▶ _Problems to solve_:
A - In the Fluidigm export notes, rewrite the part that opens with the words containing "Using File>Export we" and closes with "as missing (000).", substituting "LibreOffice Calc" for "excel".
B - From the table in the Fluidigm export notes, list each allele category together with its GENEPOP code.
C - Continue the Fluidigm export notes from the point at which they end.

▶ _Passage_:
################

Using File>Export we can export data from Fluidigm in one of four formats:
Export the raw data in *.csv and save as "All Files".
Rather than opening directly, open a blank excel sheet and go to Data>Get External Data>from Text to load the fluidigm data into excel with columns delimited by ";". Start import on line 16.
Tanya created a custom rscript called csv_to_genepop_format.Rmd for this. See it in the github
Allele correspondeces from A,G,T,C to GENEPOP format 0,1,2,3,4. No Call and Invalid Call are both treated as missing (000).
A | G | C | T | Missing |
---|---|---|---|---|
001 | 002 | 003 | 004 | 000 |
Download the normal (non beta version) of gimlet unzip with WINZIP Choose a directory (change to another directory) click the little computer icon (there is no other button, it's a little weird)
Generating consensus genotypes is the process that allows researchers to determine the genotype of a marker locus (in our case SNPs) from non invasive, low quality and replicated samples, for instance scats, hair, … (Cite).

################

▶ _Supplied information_:
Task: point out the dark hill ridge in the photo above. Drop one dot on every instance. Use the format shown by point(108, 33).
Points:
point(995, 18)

################

▶ _Answers given_:
A -
Using File>Export we can export data from Fluidigm in one of four formats:
Export the raw data in *.csv and save as "All Files".
Rather than opening directly, open a blank LibreOffice Calc sheet and go to Data>Get External Data>from Text to load the fluidigm data into LibreOffice Calc with columns delimited by ";". Start import on line 16.
Tanya created a custom rscript called csv_to_genepop_format.Rmd for this. See it in the github
Allele correspondeces from A,G,T,C to GENEPOP format 0,1,2,3,4. No Call and Invalid Call are both treated as missing (000).

B -
A: 001
G: 002
C: 003
T: 004
Missing: 000

C -
Gimlet provide two different methods to create consensus genotypes from a set of PCR reactions for each sample; threshold method (our case) and probability based method (not used).
This was the method used in our run. Defineed as a "decission-based" method. It is based on the number of apparition of each allele. The genotype of each locus is constructed based on the most likely genotype for the x number of replicates.The user can adjust the threshold (See figure). This threshold number is the number of times that an allele must be observed for each locus to be retained and taking it into account.
At each locus, when no allele can be retained (i.e. all allele scores are below the threshold) or when more than two alleles are retained, the genotype is considered missing data.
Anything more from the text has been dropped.